- **Required work**: Would you please copy out each entry exactly?

- **Data for review**:
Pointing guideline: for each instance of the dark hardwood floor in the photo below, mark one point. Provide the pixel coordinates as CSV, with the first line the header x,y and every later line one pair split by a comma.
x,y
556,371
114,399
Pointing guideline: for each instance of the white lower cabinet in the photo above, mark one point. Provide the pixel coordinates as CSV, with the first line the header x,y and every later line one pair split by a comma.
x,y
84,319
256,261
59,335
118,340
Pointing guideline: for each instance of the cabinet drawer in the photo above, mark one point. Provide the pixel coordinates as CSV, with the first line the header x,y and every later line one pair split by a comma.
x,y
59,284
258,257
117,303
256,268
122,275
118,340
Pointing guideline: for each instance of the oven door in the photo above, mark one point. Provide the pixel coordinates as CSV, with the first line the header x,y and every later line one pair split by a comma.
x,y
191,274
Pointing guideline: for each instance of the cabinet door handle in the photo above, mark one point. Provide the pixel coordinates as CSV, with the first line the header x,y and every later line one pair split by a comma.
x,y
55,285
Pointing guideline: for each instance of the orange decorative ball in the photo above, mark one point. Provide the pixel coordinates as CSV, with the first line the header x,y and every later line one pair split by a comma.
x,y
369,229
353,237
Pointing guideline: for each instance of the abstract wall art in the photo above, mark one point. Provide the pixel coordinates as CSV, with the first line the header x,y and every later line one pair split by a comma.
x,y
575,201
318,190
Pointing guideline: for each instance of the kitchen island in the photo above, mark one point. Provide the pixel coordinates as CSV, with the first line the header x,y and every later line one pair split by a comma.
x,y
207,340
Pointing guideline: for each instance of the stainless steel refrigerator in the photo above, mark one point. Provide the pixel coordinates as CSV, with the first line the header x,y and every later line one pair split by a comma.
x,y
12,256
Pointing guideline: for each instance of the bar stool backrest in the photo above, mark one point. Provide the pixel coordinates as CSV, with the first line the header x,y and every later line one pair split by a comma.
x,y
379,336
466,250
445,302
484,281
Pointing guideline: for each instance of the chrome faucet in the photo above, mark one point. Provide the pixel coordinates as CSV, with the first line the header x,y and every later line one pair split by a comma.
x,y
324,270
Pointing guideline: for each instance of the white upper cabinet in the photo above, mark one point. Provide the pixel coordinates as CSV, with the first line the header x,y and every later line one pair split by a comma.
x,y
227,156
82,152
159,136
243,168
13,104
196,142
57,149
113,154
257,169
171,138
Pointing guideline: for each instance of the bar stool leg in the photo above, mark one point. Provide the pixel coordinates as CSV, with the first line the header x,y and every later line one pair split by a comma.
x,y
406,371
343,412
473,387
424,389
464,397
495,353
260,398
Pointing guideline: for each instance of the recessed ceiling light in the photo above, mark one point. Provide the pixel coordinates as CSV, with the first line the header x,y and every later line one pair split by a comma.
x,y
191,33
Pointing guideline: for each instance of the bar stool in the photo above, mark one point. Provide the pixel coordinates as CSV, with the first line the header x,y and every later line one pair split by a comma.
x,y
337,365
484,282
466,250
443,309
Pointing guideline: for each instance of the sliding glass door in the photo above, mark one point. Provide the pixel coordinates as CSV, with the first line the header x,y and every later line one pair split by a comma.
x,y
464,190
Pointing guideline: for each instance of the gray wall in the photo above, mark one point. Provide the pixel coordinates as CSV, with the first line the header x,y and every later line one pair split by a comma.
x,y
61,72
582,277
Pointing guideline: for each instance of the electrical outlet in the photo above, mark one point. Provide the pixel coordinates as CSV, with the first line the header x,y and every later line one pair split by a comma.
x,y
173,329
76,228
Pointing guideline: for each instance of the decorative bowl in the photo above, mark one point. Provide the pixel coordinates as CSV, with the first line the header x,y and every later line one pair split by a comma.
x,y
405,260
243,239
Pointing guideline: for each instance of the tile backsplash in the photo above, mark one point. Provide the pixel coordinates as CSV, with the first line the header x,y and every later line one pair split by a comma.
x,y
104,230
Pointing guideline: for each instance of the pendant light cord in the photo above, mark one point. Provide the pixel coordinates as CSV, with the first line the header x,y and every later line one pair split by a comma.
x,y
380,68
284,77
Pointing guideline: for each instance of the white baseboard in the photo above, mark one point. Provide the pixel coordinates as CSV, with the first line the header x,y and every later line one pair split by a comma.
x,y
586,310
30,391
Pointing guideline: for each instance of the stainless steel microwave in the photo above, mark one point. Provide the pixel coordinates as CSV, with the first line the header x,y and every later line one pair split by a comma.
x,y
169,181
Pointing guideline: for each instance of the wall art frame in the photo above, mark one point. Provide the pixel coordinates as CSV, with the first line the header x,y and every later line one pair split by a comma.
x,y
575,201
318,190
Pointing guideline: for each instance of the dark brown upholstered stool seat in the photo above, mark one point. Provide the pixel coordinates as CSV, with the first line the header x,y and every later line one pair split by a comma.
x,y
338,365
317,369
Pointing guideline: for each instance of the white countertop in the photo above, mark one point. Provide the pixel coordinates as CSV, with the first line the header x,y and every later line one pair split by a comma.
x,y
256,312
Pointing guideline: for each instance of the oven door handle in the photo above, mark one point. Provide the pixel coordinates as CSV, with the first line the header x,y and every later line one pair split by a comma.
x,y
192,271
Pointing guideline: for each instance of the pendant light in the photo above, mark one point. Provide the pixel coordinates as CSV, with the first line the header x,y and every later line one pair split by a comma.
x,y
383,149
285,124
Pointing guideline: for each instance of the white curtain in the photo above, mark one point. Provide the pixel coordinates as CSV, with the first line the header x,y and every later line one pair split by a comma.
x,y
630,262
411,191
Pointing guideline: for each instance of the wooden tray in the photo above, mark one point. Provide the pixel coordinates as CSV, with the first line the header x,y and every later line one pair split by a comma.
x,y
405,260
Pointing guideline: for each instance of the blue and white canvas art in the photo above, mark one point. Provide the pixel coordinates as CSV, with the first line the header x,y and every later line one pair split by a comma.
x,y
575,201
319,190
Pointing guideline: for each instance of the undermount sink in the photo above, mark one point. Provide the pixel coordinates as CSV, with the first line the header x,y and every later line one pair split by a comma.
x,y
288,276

- **The completed task**:
Pointing guideline: for each instance of the dark hardwood floor in the photo below, mark one point. Provide the pixel coordinates as CSV, with the first line the header x,y and every later line one pair split by a comma.
x,y
556,371
114,399
Pointing guideline: for each instance of the white lower cabinet in the photo above, mark one point. Provide the pixel coordinates as CSV, with the first line the header x,y and every later line one pair split by a comma.
x,y
84,319
256,261
59,335
118,340
Pointing guideline: for each instance of the cabinet drawer in the photo above, mark one point. Provide the pixel coordinates as CSV, with the first line the header x,y and every later line one pair split by a comma.
x,y
59,284
258,257
117,303
256,268
122,275
118,340
Pointing guideline: for each instance of the oven door in the photo above, mark one point. Provide the pixel coordinates as CSV, with the first line the header x,y and every later line one pair split by a comma.
x,y
191,274
Pointing guideline: for each instance of the cabinet door handle in the photo above, mark one point. Provide the pixel coordinates as CSV, with the first line the header x,y and every later line one pair split by a comma.
x,y
55,285
Pointing guideline: for each instance of the orange decorative ball in the photo above, mark one point. Provide the pixel coordinates as CSV, with the first line the header x,y and every later line one pair split by a comma.
x,y
369,229
353,237
Pointing guideline: for each instance of the abstract wall art in the photo above, mark one point. Provide the pixel coordinates as CSV, with the first line the header x,y and every later line one pair split by a comma.
x,y
575,201
318,190
Pointing guideline: for each instance of the kitchen island in the photo above, mark one point. Provide the pixel coordinates as CSV, with the first line the header x,y and every later line one pair split by a comma.
x,y
207,340
Pointing guideline: for each instance of the stainless steel refrigerator in the photo above, mark one point. Provide the pixel coordinates as CSV, with the first line the header x,y and every later line one pair split by a comma.
x,y
12,256
Pointing guideline: for each instance of the bar stool backrest in the photo above, mark one point. Provide the pixel coordinates as CSV, with the first line the header x,y and every later line one pair split by a comma.
x,y
379,336
466,250
445,302
484,281
Pointing guideline: for each instance of the chrome faucet in the photo above, mark one point. Provide the pixel coordinates as CSV, with the first line the header x,y and every later line one pair split by a comma.
x,y
324,270
Pointing guideline: for each instance of the white upper cabinet in the photo above, mark one point. Provide the pixel coordinates as CSV, with the first line the header x,y and every later line one pair split by a comma.
x,y
227,156
82,152
159,136
243,168
13,104
196,142
57,149
113,154
257,169
171,138
Pointing guideline: for each instance of the bar stool leg in the photo above, mark one point. Provide the pixel coordinates as CSV, with the first line the header x,y and every later line one pair split by a comma.
x,y
406,371
343,412
473,387
424,389
464,397
495,353
260,398
Pointing guideline: for each instance of the recessed ceiling light in the photo above, mark one point. Provide the pixel coordinates as CSV, with the first line the header x,y and every later line one pair split by a comma.
x,y
191,33
Pointing guideline: for each instance of the bar stool in the photo above, mark one point. Provide the pixel coordinates as CSV, with the first line the header x,y and every later line one pair split by a comma.
x,y
337,365
484,282
466,250
443,309
Pointing guideline: for each instance of the sliding glass door in the photo above, mark one point. Provide the pixel coordinates as CSV, with the first line the header x,y and every later line one pair split by a comma.
x,y
464,190
Pointing guideline: for each instance of the gray wall in the photo above, mark one point. Provide the pixel coordinates as CSV, with the first line the header x,y and every later line one pair split by a comma.
x,y
61,72
582,277
Pointing guideline: for each instance of the electrical outlet in the photo above, mark one point. Provide the pixel coordinates as CSV, with the first line the header x,y and every later line one pair split by a comma.
x,y
173,329
76,228
Pointing guideline: for each instance of the decorative bowl in the photo above, mark one point. Provide the pixel coordinates as CSV, with the first line the header x,y and every later line one pair split by a comma.
x,y
405,260
243,239
Pointing guideline: for each instance of the tile backsplash in the photo above, mark one point. Provide the pixel coordinates as CSV, with the first line the header x,y and every later line one pair split by a comma.
x,y
104,230
Pointing guideline: for each instance of the pendant light cord in the photo above, mark one point. Provide the pixel coordinates as CSV, with the first line the header x,y and every later line one pair split by a comma.
x,y
380,68
284,77
Pointing guideline: for each instance of the white baseboard in the photo above, mark one point. Provide the pixel coordinates as CSV, with the first line the header x,y and every later line one pair split by a comma.
x,y
586,310
30,391
Pointing guideline: for each instance of the stainless steel microwave in the photo above, mark one point. Provide the pixel coordinates as CSV, with the first line the header x,y and every later line one pair split by a comma.
x,y
169,181
Pointing guideline: for each instance of the wall art frame in the photo above, mark one point. Provide the pixel coordinates as CSV, with the first line the header x,y and every later line one pair split by a comma.
x,y
575,201
318,190
Pointing guideline: for each instance of the dark brown upholstered stool seat in the photo above, mark one point. Provide the pixel coordinates as CSV, with the first line the header x,y and every later line one pair split by a comma.
x,y
338,365
317,369
Pointing guideline: for each instance of the white countertop in the photo above, mark one point. Provide the pixel coordinates as CSV, with the first line the header x,y and every later line one pair split by a comma.
x,y
256,312
Pointing guideline: for each instance of the oven door handle in the photo above, mark one point. Provide the pixel coordinates as CSV, with the first line the header x,y and every later line one pair split by a comma.
x,y
192,271
Pointing guideline: for each instance of the pendant light in the photo above, mark one point. Provide the pixel coordinates as CSV, with the first line the header x,y and every later line one pair split by a comma.
x,y
383,149
285,124
Pointing guideline: for each instance of the white curtain in the photo above, mark one point. Provide the pixel coordinates as CSV, with the first line the header x,y and every later line one pair split by a comma.
x,y
630,262
411,191
Pointing guideline: for each instance of the wooden tray in the photo above, mark one point. Provide the pixel coordinates as CSV, with the first line the header x,y and every later line one pair split by a comma.
x,y
405,260
Pointing guideline: for each instance of the blue and white canvas art in the photo above, mark one point. Provide the pixel coordinates as CSV, with the first line the header x,y and every later line one pair split by a comma.
x,y
575,201
319,190
Pointing guideline: for each instance of the undermount sink in the photo above, mark one point. Provide the pixel coordinates as CSV, with the first line the header x,y and every later line one pair split by a comma.
x,y
288,276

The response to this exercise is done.